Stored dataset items
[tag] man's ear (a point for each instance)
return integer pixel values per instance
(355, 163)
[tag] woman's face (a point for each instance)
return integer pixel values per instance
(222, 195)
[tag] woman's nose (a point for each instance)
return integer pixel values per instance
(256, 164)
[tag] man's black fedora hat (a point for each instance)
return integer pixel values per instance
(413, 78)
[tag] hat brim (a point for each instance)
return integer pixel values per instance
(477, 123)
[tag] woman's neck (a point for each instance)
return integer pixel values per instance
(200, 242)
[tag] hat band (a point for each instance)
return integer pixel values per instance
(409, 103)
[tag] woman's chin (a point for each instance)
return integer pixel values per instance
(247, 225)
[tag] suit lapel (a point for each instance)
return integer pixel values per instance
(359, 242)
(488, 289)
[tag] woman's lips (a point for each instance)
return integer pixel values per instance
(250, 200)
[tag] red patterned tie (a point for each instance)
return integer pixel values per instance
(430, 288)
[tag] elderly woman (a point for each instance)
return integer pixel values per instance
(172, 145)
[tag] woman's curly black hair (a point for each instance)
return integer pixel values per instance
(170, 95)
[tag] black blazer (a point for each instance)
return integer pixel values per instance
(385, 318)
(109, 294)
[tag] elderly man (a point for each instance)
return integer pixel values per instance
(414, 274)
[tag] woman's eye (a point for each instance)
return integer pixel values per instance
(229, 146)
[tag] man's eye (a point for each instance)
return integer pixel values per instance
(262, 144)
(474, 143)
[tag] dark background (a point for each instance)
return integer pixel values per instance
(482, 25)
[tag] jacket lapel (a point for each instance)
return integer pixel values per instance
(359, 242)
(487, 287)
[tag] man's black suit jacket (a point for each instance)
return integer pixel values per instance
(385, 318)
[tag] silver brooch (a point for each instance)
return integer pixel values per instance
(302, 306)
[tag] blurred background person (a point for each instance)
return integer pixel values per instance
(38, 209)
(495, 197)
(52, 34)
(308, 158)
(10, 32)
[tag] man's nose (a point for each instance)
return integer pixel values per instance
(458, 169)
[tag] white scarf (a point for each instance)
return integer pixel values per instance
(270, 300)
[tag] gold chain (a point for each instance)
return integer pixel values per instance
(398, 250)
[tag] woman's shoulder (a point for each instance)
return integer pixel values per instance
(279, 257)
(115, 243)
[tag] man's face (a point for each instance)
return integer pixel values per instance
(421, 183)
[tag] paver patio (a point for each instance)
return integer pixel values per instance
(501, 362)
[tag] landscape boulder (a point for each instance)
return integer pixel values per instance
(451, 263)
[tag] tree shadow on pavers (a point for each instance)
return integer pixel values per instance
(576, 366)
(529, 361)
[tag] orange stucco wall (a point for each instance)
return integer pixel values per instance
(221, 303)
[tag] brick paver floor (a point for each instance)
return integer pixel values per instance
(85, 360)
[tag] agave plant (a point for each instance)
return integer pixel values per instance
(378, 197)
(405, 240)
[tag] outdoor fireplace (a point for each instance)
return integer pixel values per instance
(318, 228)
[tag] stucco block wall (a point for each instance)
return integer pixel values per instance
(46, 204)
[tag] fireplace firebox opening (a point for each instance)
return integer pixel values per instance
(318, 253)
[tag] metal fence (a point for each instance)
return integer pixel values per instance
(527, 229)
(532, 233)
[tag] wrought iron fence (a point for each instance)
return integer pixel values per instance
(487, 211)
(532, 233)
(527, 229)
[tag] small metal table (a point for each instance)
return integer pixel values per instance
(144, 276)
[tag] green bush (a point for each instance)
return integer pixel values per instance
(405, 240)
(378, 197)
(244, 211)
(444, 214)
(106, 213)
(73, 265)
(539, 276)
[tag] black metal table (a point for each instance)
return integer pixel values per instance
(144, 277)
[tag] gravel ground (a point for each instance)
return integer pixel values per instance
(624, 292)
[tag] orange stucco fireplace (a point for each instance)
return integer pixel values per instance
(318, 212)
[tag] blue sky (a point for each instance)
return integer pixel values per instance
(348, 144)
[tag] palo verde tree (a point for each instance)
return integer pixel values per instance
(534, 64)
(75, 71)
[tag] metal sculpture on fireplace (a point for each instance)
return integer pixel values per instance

◆ WHAT TO PRODUCE:
Taking the entries above, print exactly the lines starting at the line with "[tag] tree shadow" and ending at the line with "[tag] outdoor fireplace", both included.

◆ PROBLEM SOLUTION:
[tag] tree shadow on pavers (a point for each instance)
return integer pixel values per instance
(576, 366)
(529, 361)
[tag] orange stucco wall (a point for each instance)
return integer pixel values per instance
(221, 303)
[tag] brick paver floor (a point for each instance)
return integer pixel values per instance
(85, 360)
[tag] agave plant (a point for each instance)
return integer pixel values per instance
(378, 197)
(405, 240)
[tag] outdoor fireplace (a point for each instance)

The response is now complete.